» ページ抜粋

BOOKSHOP LOVER=本屋好きがお届けする詳細な本屋レポ。本屋が好きならここに行け! 今回は渋谷のアートや写真に強い古本屋「Flying Books」を紹介する。
今回の本屋探訪記は渋谷のアートや写真に強い古本屋「Flying Books」(以下は2012年3月30日時点の記録だ)。
原宿に出るということで「昼飯どこで食べよう」とツイートしたらリプライしてくれた方がいた。そのときにオススメの店の場所と一緒に教えていただいたのが「Flying Books」だ。
このFlying Books、雑誌で本屋特集が組まれれば、高い確率で紹介されるところで名前だけは前から知っていた。なかなか行く機会もなく何カ月もたってしまっていたのだが、フォロワーさんにオススメされるとすぐ行きたくなるというのも面白いものだ。
渋谷駅西口を出ると正面にある飲み屋街(渋谷中央街)。東急プラザ斜め裏に立つ「渋谷古書センター」という建物。ここの2階に入っているのが、Flying Booksだ。

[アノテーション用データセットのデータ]
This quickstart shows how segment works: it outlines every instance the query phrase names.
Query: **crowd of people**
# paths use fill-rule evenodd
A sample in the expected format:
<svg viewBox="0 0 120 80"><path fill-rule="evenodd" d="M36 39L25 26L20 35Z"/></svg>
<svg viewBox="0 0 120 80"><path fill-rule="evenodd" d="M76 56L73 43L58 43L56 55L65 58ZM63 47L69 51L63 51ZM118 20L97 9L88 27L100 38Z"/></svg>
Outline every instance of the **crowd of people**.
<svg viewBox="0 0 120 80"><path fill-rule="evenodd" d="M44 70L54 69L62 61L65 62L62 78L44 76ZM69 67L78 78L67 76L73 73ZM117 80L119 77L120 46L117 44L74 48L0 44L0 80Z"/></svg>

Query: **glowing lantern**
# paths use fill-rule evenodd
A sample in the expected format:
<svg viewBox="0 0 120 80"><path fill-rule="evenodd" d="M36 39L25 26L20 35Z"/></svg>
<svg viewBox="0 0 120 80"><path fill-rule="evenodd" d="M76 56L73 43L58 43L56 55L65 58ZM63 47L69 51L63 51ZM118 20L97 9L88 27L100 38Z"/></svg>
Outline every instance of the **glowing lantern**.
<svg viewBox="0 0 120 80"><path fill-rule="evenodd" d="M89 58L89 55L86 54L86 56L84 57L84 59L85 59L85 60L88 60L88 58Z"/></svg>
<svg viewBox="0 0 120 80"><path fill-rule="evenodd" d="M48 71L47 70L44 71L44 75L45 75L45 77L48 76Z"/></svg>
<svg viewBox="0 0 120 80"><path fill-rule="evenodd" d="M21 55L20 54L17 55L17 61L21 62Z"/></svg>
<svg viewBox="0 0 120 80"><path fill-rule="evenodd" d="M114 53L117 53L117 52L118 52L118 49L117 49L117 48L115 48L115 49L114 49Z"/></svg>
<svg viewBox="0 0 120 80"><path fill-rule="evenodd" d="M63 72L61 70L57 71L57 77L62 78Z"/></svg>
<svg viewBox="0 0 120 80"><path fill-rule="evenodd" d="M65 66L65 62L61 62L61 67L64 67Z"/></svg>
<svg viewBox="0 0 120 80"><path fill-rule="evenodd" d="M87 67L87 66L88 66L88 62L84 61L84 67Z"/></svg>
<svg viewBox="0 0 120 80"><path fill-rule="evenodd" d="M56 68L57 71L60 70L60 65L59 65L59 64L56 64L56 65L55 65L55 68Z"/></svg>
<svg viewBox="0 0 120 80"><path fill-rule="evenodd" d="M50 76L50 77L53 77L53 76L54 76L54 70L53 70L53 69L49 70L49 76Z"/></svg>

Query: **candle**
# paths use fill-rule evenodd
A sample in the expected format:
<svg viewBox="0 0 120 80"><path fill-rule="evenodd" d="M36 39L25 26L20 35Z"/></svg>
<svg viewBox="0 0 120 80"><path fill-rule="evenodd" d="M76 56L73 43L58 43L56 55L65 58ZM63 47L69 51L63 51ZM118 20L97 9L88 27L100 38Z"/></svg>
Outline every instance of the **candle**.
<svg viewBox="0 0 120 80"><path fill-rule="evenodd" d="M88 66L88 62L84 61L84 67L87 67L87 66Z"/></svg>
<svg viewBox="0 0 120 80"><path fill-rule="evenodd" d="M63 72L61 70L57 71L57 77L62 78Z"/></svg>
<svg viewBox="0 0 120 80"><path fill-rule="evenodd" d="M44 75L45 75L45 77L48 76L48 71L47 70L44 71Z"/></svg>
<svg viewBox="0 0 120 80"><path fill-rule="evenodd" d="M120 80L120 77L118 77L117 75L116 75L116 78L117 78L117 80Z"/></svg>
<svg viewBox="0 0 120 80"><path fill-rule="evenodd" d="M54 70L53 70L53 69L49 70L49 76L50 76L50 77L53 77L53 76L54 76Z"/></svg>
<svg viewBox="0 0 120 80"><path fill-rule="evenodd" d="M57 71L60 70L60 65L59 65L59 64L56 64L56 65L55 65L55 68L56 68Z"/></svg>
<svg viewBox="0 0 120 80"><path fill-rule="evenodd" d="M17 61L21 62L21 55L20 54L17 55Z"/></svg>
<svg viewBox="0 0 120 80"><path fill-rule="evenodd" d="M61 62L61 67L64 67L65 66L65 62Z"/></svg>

» 練習問題
1 > Flying Booksの紹介記事によると、Flying Booksは「渋谷古書センター」という建物の何階に入っていますか。
2 > Flying Booksの紹介記事の続きを書いてください。
これらのデータは、Flying Booksの紹介記事とは関係がありません。

» 解答
1 > 2階です。

2 >
分かりやすいよう、始めにまとめを。
渋谷古書センターの階段を上ると、すぐガラス張りのバーのような空間がある。ドアも何もないがこげ茶のフローリングが敷いてある場所が店舗だ。
入ってみるとジャズが丁度良いくらいの音量で流れており、この時点でジャズ好きの僕は思わずリラックスした気分になってしまう。
正面左手にあるカウンターはレジも兼ねているが、椅子が少ないながらも並べてありドリンクが注文できるようになっている。店主のお姉さんがカウンター前で作業中だ。
店のレイアウトは、右手に広い長方形の店舗のやや右手の中央に本棚が2列。左辺のカウンターがある場所以外はガラス張りの通路側も含めて壁沿いの本棚だ。しかし、例外がある。カウンターの両隣がガラスケースとなっていて、ここには貴重書が展示されている。そう、Flying Booksは雰囲気だけのお店ではない。しっかりした古書店なのだ。
それでは手前から順番に本棚を見ていこう。まずは、入ってすぐ目に入ってくる中央の棚を左から右に見ていき、その裏側……というように見ていくことにする。
入口側(手前側)は音楽関連の本と古雑誌が多い。ジャンルは主にジャズとクラシック。ほか、膝くらいの高さに平積み台があって、『an・an』『nonno』などの古雑誌が置かれていた。
以下に気になったものを記す。
この本棚の裏側はエロチシズム、建築、デザイン、アートが多く、そのほかには海外の絵本が少々。平積みには『季刊 デザイン』や『エバーグリーン』などの古雑誌。
総じて1本目の棚は「耳と目で楽しむ棚」と言えるだろう。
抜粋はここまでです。